• Selected excerpt:
Insect "Undertakers"
Indeed one of the smallest living creatures on our planet — the lowly ant — has demonstrated behavior that bears a striking similarity to that of humans dealing with death. Ants are social insects, living in colonies where each ant has a certain social role to play, as well as specific chores to carry out. And some ants are responsible with handling the colony's dead. These tiny undertakers are tasked with removing deceased ants to whatever is designated as their "cemetery'”. Those who study ants, particularly warring ants, also report that this species of ants remove their dead from the battlefield, dragging them back to their colony.
There's a species of European wood ants that tends
to get involved in long bloody ant wars. And in those cases, the victorious
ants bring the dead ants back home to eat because they're rich in protein. This
type of behavior — eating their dead — seems to be specific to that particular
type of ant, rather than reflecting general ant behavior.
Honeybees, another species of social insects, are so
fastidious about their living quarters that if an intruder such as a field mouse
enters a hive and dies inside it, the resident bees will try to remove the
remains. Should those removal efforts be unsuccessful, the bees will embalm the
corpse in resin collected from neighboring trees, according to professor Gene
Robinson of the University of Illinois at Urbana-Champaign.

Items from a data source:
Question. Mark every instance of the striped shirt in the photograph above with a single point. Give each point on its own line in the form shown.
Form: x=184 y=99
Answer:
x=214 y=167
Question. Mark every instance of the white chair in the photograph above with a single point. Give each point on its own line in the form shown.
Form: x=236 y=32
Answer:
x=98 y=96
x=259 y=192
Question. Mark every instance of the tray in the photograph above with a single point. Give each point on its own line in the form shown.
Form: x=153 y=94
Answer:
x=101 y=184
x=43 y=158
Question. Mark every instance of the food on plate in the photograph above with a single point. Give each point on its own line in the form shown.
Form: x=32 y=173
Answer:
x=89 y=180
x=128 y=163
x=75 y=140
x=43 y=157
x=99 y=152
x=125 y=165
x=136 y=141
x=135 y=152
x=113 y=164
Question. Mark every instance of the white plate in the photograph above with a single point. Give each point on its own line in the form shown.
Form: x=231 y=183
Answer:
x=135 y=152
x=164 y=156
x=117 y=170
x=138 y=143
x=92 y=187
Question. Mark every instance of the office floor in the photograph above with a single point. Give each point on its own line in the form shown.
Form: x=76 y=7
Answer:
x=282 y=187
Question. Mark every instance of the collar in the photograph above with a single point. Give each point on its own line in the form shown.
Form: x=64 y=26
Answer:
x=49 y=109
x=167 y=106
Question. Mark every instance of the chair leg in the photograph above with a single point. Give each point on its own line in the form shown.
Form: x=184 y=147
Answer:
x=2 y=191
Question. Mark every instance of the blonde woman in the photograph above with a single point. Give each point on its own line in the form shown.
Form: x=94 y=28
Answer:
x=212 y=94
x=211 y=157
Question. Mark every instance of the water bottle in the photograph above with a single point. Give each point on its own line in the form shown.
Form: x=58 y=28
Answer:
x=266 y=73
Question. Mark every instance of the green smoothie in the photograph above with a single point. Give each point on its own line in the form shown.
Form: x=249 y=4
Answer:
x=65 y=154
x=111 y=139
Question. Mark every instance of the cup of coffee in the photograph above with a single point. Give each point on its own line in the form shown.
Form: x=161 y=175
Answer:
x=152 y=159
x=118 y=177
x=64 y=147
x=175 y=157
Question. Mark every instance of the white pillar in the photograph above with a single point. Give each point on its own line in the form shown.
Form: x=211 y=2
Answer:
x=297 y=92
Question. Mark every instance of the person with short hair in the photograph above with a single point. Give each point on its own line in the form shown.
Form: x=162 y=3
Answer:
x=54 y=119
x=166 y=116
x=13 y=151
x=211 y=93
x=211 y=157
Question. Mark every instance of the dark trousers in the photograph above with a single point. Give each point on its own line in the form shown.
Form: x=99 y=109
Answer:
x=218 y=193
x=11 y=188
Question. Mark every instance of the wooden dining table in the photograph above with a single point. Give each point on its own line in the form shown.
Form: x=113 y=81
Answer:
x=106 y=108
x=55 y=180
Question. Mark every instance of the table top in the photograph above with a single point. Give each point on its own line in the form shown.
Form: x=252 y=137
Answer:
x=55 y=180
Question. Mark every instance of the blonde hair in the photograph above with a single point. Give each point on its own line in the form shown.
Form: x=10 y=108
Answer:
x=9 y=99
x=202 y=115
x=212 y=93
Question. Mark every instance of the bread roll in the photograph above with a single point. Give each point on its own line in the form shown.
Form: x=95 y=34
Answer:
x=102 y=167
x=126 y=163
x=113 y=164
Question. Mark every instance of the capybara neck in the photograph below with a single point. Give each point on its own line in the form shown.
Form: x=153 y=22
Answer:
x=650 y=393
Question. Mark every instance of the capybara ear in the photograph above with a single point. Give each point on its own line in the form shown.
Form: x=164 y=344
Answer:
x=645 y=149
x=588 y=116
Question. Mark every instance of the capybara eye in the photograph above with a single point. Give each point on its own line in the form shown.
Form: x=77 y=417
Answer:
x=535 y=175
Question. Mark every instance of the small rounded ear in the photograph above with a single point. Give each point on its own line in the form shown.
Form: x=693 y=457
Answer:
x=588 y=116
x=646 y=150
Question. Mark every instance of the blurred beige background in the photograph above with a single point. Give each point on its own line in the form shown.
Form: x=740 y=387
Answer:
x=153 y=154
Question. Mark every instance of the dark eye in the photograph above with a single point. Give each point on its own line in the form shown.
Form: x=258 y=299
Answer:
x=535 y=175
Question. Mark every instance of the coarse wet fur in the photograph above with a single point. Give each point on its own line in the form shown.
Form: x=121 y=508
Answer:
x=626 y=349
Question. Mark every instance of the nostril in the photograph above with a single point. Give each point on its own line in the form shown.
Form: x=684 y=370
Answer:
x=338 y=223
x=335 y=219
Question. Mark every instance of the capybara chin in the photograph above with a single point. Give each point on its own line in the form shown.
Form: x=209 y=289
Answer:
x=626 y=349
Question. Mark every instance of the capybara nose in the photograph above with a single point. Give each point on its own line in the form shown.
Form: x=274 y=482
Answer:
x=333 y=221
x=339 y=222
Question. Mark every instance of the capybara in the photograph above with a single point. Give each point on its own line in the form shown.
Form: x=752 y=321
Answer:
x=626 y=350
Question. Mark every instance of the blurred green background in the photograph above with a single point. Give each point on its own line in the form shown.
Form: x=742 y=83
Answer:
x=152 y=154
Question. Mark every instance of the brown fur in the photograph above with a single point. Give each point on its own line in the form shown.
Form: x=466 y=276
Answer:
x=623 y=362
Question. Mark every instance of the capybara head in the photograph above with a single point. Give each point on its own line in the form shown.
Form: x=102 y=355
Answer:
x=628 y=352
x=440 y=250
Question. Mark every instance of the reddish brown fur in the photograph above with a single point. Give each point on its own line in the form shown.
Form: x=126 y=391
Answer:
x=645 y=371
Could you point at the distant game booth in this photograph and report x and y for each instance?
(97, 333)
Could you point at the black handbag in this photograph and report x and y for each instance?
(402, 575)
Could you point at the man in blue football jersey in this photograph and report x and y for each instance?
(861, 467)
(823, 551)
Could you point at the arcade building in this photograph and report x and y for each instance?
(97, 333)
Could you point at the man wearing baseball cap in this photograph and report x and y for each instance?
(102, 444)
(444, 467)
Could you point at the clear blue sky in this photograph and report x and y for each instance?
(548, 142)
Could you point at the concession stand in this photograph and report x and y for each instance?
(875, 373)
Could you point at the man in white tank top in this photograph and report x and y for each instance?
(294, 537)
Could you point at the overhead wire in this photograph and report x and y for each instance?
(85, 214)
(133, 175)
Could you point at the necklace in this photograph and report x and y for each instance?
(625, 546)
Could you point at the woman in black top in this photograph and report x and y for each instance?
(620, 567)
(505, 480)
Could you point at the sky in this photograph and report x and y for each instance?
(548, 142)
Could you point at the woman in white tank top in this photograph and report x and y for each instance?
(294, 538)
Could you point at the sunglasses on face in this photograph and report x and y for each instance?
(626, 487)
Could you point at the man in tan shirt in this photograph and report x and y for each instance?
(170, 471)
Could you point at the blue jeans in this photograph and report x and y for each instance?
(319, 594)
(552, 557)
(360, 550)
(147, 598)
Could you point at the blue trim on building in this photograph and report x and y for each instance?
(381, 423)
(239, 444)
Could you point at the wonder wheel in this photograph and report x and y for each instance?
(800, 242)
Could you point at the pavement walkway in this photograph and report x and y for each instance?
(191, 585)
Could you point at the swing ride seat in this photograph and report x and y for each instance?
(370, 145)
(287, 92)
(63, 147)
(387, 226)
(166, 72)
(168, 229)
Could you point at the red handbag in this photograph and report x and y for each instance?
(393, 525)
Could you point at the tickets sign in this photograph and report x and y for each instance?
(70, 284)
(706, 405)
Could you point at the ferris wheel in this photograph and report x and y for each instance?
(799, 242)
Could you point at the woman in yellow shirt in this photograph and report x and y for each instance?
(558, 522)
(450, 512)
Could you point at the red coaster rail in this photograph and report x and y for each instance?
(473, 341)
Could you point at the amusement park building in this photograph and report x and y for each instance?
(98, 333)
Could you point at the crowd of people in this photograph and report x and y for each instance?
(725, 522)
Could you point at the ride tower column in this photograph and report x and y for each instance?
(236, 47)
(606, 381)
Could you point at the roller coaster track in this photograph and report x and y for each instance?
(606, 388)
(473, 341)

• Exercise goal:
Copy the passage about insect "undertakers" word for word, between "Indeed one of" and "to their colony.", inclusive.

• Task answer:
Indeed one of the smallest living creatures on our planet — the lowly ant — has demonstrated behavior that bears a striking similarity to that of humans dealing with death. Ants are social insects, living in colonies where each ant has a certain social role to play, as well as specific chores to carry out. And some ants are responsible with handling the colony's dead. These tiny undertakers are tasked with removing deceased ants to whatever is designated as their "cemetery'”. Those who study ants, particularly warring ants, also report that this species of ants remove their dead from the battlefield, dragging them back to their colony.